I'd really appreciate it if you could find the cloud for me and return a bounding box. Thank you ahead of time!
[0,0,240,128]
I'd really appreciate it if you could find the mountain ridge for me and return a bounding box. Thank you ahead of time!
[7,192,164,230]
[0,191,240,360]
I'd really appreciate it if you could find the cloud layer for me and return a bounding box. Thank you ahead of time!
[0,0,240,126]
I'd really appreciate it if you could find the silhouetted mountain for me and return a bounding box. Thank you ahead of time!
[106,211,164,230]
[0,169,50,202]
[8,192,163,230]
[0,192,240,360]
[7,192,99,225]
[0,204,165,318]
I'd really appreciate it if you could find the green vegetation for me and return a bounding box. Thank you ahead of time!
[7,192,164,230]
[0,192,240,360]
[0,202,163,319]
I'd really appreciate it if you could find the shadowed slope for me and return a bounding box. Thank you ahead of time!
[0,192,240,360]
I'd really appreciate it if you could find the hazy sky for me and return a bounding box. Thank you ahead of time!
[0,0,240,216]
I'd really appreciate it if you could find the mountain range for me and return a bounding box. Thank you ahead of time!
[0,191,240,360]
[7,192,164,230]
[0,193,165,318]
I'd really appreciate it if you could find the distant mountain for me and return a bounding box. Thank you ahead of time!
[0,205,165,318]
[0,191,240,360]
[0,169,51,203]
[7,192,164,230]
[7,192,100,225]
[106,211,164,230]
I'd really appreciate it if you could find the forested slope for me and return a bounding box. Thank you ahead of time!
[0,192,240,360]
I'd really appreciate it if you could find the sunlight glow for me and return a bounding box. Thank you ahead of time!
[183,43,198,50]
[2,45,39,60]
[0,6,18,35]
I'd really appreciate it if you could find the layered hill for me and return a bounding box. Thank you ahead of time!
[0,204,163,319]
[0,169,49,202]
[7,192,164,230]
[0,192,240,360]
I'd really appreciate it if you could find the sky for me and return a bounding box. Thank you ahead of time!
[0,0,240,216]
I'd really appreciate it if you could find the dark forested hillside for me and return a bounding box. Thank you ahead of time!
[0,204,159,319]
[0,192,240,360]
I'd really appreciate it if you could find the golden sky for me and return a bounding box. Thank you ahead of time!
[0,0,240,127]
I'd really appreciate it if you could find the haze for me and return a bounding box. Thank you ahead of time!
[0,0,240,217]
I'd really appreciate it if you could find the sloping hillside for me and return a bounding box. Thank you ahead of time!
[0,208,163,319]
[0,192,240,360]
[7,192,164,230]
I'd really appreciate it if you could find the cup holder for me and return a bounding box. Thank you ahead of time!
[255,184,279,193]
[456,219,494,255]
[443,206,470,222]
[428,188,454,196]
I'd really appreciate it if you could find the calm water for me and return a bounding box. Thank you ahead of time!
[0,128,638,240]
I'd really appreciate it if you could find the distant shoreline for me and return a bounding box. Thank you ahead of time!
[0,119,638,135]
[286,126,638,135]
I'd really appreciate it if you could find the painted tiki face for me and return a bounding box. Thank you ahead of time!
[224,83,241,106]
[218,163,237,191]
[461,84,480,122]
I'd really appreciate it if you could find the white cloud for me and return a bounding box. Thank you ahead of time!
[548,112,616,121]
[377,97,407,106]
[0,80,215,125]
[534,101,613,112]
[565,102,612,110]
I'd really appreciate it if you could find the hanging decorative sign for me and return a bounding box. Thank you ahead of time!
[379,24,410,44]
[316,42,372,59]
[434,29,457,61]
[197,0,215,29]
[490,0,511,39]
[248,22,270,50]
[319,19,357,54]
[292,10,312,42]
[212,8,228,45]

_Written problem_: Turn the entries from the beginning up to and including the line with "[0,204,165,318]" into a JSON list of strings, one string per line, leaving out blank lines.

_Solution to this task_:
[
  "I'd really appreciate it if you could find the cloud for me and return a bounding box. Thank you ahead of time!",
  "[0,0,240,128]",
  "I'd really appreciate it if you could find the mountain ridge for me and return a bounding box. Thank you ahead of time!",
  "[7,192,164,230]",
  "[0,191,240,360]",
  "I'd really appreciate it if you could find the cloud layer for me and return a bounding box. Thank you ahead of time!",
  "[0,0,240,126]",
  "I'd really appreciate it if you could find the silhouetted mountain for me and return a bounding box. Thank you ahead of time!",
  "[106,211,164,230]",
  "[0,169,50,202]",
  "[8,192,163,230]",
  "[0,192,240,360]",
  "[7,192,99,225]",
  "[0,204,165,318]"
]